[DATA SUPPLIED]:
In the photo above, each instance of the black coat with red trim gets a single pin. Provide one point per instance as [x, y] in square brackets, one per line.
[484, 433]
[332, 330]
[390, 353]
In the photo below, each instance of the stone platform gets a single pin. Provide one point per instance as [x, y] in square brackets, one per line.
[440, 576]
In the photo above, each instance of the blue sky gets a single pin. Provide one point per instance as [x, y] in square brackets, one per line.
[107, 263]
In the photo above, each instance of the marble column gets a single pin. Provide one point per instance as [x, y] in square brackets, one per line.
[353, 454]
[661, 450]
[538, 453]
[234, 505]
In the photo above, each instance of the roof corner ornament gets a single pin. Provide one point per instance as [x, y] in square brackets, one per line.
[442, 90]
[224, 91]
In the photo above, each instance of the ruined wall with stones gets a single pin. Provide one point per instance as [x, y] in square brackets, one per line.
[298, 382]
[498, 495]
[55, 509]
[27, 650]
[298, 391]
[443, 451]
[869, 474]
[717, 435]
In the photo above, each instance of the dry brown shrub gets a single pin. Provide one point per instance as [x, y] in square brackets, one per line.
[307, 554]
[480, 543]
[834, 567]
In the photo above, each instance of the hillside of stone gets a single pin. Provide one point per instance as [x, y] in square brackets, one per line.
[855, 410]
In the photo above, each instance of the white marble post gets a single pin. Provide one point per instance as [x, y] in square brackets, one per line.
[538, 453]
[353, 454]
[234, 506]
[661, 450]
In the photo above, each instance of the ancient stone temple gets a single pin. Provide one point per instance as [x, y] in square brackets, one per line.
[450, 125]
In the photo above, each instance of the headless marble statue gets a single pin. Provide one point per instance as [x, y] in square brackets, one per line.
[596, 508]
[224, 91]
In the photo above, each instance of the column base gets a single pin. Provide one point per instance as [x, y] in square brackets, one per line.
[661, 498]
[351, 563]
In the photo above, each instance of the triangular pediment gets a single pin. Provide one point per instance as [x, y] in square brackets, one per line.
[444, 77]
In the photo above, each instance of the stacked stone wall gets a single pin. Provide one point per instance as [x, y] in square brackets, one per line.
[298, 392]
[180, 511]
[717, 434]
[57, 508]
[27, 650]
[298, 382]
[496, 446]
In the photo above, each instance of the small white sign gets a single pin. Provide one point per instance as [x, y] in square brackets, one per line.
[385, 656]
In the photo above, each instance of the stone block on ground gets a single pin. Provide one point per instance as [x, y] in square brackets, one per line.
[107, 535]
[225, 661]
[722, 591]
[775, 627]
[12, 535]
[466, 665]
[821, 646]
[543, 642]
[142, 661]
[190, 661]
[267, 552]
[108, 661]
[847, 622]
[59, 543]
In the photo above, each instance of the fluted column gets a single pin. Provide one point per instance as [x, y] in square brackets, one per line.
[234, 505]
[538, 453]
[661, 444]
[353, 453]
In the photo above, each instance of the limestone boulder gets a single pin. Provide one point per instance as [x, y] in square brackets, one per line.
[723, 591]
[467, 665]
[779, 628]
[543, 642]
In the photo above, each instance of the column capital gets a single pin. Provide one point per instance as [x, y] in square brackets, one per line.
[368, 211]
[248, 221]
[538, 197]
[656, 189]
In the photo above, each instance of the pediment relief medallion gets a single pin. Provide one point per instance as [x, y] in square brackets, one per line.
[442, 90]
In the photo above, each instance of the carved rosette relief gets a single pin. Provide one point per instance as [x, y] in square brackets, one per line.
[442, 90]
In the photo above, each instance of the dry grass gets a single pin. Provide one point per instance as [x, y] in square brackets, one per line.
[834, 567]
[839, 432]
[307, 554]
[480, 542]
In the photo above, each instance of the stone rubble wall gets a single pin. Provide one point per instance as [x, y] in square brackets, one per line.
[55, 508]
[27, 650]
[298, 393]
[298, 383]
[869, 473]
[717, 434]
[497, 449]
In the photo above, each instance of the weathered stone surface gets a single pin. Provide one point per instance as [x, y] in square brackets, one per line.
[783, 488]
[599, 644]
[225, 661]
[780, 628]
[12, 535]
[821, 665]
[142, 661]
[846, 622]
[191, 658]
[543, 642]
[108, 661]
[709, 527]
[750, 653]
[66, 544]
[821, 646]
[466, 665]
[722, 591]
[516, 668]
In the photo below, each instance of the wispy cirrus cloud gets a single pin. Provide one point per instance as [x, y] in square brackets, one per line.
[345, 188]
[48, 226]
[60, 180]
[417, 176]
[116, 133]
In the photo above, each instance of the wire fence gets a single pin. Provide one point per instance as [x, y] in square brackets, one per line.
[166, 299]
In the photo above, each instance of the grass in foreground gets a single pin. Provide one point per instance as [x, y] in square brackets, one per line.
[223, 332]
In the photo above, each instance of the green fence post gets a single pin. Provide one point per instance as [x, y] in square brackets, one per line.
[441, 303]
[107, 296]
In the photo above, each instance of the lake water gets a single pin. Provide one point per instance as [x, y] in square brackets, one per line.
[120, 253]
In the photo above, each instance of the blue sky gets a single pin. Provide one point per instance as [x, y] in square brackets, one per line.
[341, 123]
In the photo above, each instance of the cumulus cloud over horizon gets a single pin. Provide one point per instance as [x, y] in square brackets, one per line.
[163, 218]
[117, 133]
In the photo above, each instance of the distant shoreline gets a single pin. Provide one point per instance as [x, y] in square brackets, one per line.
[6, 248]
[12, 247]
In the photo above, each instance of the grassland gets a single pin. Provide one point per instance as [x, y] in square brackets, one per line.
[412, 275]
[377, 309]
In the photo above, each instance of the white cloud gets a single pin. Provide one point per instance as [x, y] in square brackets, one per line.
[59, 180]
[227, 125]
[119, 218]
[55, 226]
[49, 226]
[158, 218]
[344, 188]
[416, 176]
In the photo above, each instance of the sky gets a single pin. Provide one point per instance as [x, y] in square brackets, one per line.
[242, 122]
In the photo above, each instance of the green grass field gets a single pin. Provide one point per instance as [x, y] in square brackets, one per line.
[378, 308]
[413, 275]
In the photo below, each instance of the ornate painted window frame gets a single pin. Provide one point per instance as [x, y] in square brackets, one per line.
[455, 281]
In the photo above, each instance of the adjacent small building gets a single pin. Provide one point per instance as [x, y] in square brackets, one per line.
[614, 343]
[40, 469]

[PROBLEM STATEMENT]:
Without omitting anything, output the entries exactly.

[WRITTEN ANSWER]:
In the photo above, each instance of the black coat with red trim gets a single pin. Provide one point per instance as [x, y] in square brackets, one per line.
[484, 433]
[332, 330]
[390, 353]
In the photo below, each instance of the stone platform gets a single pin. Provide one point per instance as [x, y] in square brackets, one per line.
[440, 576]
In the photo above, each instance of the blue sky gets a single pin. Provide one point per instance as [x, y] in square brackets, one per line.
[107, 263]
In the photo above, each instance of the marble column gets a single pin. Provide one point per instance as [x, y] in square brackets, one per line.
[353, 454]
[661, 450]
[538, 453]
[234, 505]
In the photo above, each instance of the roof corner ornament gets a single pin. Provide one point per instance as [x, y] in square brackets, one per line.
[442, 90]
[224, 91]
In the photo above, each instance of the ruined wall with stones gets a single pin. Provide one point per instance as [x, y] in square brackets, one per line.
[298, 382]
[498, 495]
[55, 509]
[27, 650]
[298, 391]
[443, 451]
[869, 474]
[717, 435]
In the photo above, each instance of the dry brown shrub gets a single pin. Provide one point per instance as [x, y] in square brackets, one per line.
[307, 554]
[480, 543]
[834, 567]
In the photo above, each instance of the hillside of stone gets a single pin. Provide one point per instance as [x, y] in square brackets, one per line.
[855, 410]
In the photo above, each instance of the white marble post gets a single pin. Provide one point per instance as [x, y] in square brackets, one per line.
[538, 453]
[353, 454]
[234, 506]
[661, 450]
In the photo above, each instance of the ancient stone temple gets a single pin. Provide one point per instance as [x, y] in square brackets, one per line.
[450, 125]
In the photo above, each instance of the headless marble statue gets a single pin. Provide one point per instance as [x, y] in square brackets, one per line.
[596, 508]
[224, 91]
In the photo above, each instance of the column base gets a single pin. Provide one point per instance as [x, y] in square brackets, one per line.
[661, 498]
[351, 563]
In the photo above, each instance of the triangular pediment gets a single pin. Provide one point per instance as [x, y] in square brackets, one per line.
[444, 77]
In the photo above, each instance of the stacked stone wall gets a single pin. Provide one point per instance as [x, y] in square brackets, one per line.
[298, 392]
[180, 511]
[717, 434]
[57, 508]
[27, 650]
[298, 382]
[496, 446]
In the photo above, each instance of the small white sign gets a single pin. Provide one point per instance as [x, y] in square brackets, one per line.
[385, 656]
In the photo above, each instance of the stone block on ground gets a single pin. Provide one point per instance as [x, y] in square brackets, one per line.
[107, 535]
[225, 661]
[722, 591]
[775, 627]
[12, 535]
[466, 665]
[821, 646]
[543, 642]
[142, 661]
[190, 661]
[267, 552]
[108, 661]
[847, 622]
[59, 543]
In the photo above, each instance of the fluted column gets a single pin. Provide one point per instance as [x, y] in square brackets, one per line.
[234, 505]
[538, 453]
[661, 444]
[353, 453]
In the photo above, each instance of the limestone boulder gets a single pin. Provide one point per instance as [x, y] in square brackets, one per line.
[723, 591]
[467, 665]
[779, 628]
[543, 642]
In the photo above, each instance of the column capital gets a single pin. Provide one point per instance as [x, y] in square brackets, one per line.
[368, 211]
[248, 221]
[538, 197]
[656, 189]
In the photo above, each instance of the pediment relief medallion gets a single pin. Provide one point per instance as [x, y] in square brackets, one per line.
[442, 90]
In the photo above, each instance of the carved rosette relief gets a single pin. Provide one point per instance as [x, y] in square brackets, one per line.
[442, 90]
In the photo above, each instance of the dry grass gets a single pin. Provide one point per instance as [x, y] in square brackets, one per line.
[834, 567]
[839, 432]
[307, 554]
[480, 542]
In the photo above, each instance of the stone rubble wall gets a single pin. Provide one point per instance as [x, y] in square brackets, one per line.
[55, 508]
[27, 650]
[298, 393]
[298, 383]
[869, 473]
[717, 434]
[497, 449]
In the photo above, each instance of the weathered stone surface gets a single pin. Provide one point per instance as [x, y] in square brackets, one per line.
[783, 488]
[599, 644]
[225, 661]
[780, 628]
[12, 535]
[821, 665]
[142, 661]
[846, 622]
[191, 658]
[543, 642]
[108, 661]
[709, 527]
[750, 653]
[66, 544]
[821, 646]
[466, 665]
[722, 591]
[516, 668]
In the photo below, each instance of the wispy cirrus cloud gets a single pin. Provide one point per instance as [x, y] in square brackets, one per line.
[345, 188]
[48, 226]
[60, 180]
[417, 176]
[116, 133]
In the photo above, each instance of the wire fence gets a single pin. Provide one point per instance as [x, y] in square brackets, one per line.
[166, 299]
In the photo above, each instance of the grass in foreground gets a single pin. Provide one point per instance as [x, y] in square brackets, one per line.
[223, 332]
In the photo above, each instance of the green fence post gets a single pin. Provide one point per instance as [x, y] in square brackets, one per line.
[441, 303]
[107, 296]
In the photo above, each instance of the lake water gets a single pin. Provide one point per instance as [x, y] in square brackets, one per line.
[120, 253]
In the photo above, each instance of the blue sky gets a single pin. Provide one point per instance as [x, y] in square brackets, one per line.
[341, 123]
In the photo above, each instance of the cumulus cloud over horizon gets a single pin. Provide one point per instance as [x, y] in square brackets, one per line.
[163, 218]
[117, 133]
In the photo above, each instance of the distant shoreline gets a single pin. Provide one point per instance as [x, y] in square brackets, one per line.
[6, 248]
[12, 247]
In the photo above, each instance of the grassland gets a single pin. Provide one point per instance as [x, y] in square brackets, one per line.
[412, 275]
[377, 309]
In the photo above, each instance of the white cloud gets a single pin. Provide one point per instance as [x, y] in square brackets, one per line.
[59, 180]
[227, 125]
[119, 218]
[55, 226]
[49, 226]
[158, 218]
[344, 188]
[416, 176]
In the photo above, each instance of the sky gets a single pin. Provide one point per instance as [x, y] in square brackets, one per line.
[242, 122]
In the photo above, each instance of the green grass field gets a single pin. Provide one point per instance as [x, y] in square brackets, one per line.
[378, 308]
[413, 275]
In the photo below, each instance of the ornate painted window frame gets a single pin. Provide one point per instance as [x, y] in square brackets, one per line.
[455, 281]
In the photo above, each instance of the adjacent small building gets a single pin. Provide one point per instance as [x, y] in square brackets, one per line.
[614, 343]
[40, 469]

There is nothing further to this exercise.